**SET EXERCISE**
Return the lines from the one containing "door in the photo above." through the end of the records, word for word.

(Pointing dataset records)
↓↓↓

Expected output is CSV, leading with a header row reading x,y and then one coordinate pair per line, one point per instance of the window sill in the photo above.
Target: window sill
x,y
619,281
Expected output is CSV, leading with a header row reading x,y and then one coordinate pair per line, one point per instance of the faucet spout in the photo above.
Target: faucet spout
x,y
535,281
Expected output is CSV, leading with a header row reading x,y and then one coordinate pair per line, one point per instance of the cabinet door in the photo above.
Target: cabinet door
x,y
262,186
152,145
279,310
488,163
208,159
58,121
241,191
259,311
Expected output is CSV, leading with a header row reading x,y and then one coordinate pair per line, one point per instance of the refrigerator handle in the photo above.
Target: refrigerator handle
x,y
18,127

↑↑↑

**REPLY TO THE TASK**
Expected output is CSV, leading with a header row reading x,y and then one coordinate pair per line, one point per instance of the cabinet door in the photo above.
Target: cabinet door
x,y
262,186
152,145
279,310
488,163
208,159
58,121
241,191
259,311
Expected output is CSV, leading with a header row reading x,y and then one coordinate pair per line, one point per instance of the refrigerator handle in the photo above.
Target: refrigerator handle
x,y
18,127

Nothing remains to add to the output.